Given data start

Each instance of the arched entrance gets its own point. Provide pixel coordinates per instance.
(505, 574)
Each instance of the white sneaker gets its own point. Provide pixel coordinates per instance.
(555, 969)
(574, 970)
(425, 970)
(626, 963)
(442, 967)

Given data end

Required work:
Output everything from the line containing "Each instance of the white" down to the last line of the entries as a Markdown table with two columns, Row and Line. Number each line in order and leave out any blank lines.

In response:
| Row | Line |
|---|---|
| 1 | Each instance of the white sneaker gets its own point. Provide pixel coordinates per instance. |
| 2 | (555, 969) |
| 3 | (574, 970) |
| 4 | (425, 970) |
| 5 | (626, 963) |
| 6 | (442, 967) |